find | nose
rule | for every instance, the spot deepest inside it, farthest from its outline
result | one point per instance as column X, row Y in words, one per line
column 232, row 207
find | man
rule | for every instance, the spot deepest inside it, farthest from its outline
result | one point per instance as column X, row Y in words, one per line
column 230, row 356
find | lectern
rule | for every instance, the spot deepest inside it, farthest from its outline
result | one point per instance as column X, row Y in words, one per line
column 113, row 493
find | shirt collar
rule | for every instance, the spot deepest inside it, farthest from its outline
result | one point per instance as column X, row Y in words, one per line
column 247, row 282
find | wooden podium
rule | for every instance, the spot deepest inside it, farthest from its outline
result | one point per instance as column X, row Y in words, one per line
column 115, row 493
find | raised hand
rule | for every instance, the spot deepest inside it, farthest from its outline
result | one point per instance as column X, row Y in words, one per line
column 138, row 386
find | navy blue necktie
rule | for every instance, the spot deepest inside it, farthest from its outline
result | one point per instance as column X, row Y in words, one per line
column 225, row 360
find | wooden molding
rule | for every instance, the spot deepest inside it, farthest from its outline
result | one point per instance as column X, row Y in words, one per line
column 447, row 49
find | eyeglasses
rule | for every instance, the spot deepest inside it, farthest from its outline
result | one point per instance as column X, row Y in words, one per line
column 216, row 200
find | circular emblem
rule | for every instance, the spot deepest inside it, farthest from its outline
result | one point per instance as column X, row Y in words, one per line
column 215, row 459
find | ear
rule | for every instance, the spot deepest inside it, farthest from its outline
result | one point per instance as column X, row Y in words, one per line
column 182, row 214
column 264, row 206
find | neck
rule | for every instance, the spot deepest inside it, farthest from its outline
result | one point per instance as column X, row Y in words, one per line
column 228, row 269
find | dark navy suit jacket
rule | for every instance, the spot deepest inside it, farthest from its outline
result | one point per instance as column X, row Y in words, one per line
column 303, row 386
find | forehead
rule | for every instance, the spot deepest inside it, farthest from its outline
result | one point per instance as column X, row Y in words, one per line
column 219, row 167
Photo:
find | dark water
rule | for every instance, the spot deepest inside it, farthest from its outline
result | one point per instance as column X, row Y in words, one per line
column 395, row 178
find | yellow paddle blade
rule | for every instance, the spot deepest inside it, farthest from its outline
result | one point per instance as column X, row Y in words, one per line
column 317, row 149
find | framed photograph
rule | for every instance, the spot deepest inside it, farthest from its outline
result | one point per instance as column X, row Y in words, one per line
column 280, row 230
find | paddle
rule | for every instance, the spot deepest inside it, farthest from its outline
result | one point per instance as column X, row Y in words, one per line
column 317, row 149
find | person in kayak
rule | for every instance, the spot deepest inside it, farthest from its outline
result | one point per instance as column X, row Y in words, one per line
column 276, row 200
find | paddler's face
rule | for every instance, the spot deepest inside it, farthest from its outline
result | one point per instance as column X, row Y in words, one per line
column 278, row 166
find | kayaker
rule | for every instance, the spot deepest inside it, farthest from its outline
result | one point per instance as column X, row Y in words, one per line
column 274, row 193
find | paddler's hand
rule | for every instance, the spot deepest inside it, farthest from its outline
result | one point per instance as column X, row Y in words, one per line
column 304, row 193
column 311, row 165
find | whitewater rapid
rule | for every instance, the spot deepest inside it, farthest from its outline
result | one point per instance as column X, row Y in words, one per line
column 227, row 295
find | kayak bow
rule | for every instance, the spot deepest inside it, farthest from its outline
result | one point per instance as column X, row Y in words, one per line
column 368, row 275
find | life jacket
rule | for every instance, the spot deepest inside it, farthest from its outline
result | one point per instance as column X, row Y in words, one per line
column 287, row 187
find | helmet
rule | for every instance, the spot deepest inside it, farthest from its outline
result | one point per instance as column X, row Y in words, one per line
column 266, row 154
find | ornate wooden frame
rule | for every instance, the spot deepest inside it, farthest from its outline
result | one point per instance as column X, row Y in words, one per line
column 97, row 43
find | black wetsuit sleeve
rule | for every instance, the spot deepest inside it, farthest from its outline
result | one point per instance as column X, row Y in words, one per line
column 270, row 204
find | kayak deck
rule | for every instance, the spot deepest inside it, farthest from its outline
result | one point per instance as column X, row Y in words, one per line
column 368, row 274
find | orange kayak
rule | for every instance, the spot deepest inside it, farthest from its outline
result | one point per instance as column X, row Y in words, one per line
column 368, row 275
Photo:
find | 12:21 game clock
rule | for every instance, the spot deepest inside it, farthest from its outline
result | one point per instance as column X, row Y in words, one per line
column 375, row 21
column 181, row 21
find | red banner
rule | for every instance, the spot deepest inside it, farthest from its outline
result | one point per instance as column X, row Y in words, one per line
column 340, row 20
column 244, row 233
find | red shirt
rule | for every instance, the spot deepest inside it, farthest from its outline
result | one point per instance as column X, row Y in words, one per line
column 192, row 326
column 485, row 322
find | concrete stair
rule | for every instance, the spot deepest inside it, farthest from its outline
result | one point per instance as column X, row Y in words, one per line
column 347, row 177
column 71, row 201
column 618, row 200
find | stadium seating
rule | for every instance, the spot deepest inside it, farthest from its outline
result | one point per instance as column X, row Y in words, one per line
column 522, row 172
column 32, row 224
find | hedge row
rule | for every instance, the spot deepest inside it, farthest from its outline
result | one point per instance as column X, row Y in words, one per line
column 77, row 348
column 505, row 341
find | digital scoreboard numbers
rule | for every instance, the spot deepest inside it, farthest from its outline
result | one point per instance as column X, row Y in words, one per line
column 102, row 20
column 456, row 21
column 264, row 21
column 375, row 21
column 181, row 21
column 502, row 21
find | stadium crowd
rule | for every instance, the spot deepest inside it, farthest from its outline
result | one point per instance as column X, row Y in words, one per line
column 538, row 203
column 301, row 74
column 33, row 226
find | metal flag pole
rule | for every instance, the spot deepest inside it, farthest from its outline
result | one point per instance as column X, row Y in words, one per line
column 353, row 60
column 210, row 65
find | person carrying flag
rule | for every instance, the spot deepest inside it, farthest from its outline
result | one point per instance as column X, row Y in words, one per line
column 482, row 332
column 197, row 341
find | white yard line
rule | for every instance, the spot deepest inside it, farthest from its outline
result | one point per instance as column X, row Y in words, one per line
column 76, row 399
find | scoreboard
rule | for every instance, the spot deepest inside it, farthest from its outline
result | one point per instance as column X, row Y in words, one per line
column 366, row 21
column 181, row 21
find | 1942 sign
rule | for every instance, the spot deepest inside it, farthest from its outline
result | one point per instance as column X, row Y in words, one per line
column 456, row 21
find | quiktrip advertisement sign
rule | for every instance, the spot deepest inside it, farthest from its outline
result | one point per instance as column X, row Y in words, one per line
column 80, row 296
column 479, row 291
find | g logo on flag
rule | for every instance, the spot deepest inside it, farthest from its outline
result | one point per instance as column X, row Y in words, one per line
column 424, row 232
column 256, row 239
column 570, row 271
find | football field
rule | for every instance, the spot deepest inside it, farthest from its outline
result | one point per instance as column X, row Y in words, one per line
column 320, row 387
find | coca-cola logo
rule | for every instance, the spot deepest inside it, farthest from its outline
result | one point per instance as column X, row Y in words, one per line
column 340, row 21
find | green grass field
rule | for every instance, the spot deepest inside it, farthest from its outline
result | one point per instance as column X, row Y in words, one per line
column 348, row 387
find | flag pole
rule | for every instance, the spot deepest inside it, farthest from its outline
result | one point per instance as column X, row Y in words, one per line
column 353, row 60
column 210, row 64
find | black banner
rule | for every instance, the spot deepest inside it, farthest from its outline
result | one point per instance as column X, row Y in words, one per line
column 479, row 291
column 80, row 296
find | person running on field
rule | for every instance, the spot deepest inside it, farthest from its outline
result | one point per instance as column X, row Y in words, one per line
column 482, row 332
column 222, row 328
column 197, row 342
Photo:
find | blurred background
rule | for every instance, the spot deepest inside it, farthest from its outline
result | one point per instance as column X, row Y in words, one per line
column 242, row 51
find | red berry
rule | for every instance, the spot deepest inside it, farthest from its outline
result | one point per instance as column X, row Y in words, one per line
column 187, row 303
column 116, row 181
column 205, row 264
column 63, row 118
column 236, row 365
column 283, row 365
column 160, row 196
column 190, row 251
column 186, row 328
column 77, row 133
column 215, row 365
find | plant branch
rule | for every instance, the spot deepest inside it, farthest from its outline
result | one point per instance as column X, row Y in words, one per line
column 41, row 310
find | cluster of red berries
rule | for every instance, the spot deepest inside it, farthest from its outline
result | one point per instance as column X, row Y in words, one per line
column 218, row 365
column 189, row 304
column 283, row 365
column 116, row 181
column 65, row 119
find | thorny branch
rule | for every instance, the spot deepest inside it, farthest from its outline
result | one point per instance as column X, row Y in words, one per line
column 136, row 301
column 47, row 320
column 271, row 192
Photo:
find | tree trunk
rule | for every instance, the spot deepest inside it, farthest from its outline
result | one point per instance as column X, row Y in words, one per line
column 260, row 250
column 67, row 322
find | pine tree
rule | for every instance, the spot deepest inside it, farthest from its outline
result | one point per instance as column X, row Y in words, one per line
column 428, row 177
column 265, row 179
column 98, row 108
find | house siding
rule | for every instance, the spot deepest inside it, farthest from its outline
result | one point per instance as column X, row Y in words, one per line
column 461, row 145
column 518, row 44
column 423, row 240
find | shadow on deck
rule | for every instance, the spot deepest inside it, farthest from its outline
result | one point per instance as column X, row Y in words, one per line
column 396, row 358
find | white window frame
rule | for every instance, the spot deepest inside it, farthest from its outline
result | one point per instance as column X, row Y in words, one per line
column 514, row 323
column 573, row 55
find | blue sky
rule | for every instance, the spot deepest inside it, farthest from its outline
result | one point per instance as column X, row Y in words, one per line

====================

TASK STATEMENT => Could you copy out the data from the line with "find | neck" up to and including the line with "column 280, row 230", reproducing each line without any change?

EXERCISE OUTPUT =>
find | neck
rule | for every instance, the spot deepest inside it, farthest from its outline
result | one point per instance as column X, row Y in words, one per line
column 228, row 269
find | dark navy suit jacket
rule | for every instance, the spot deepest inside it, farthest from its outline
result | one point per instance as column X, row Y in words, one per line
column 303, row 386
find | forehead
rule | for every instance, the spot deepest inside it, farthest from its outline
result | one point per instance as column X, row Y in words, one per line
column 219, row 167
Photo:
find | dark water
rule | for every instance, the spot deepest inside it, farthest from its outline
result | one point per instance as column X, row Y in words, one per line
column 395, row 178
find | yellow paddle blade
rule | for every instance, the spot deepest inside it, farthest from its outline
result | one point per instance as column X, row Y in words, one per line
column 317, row 149
find | framed photograph
rule | for every instance, the spot deepest inside it, farthest from its outline
result | one point per instance as column X, row Y in words, one per line
column 280, row 230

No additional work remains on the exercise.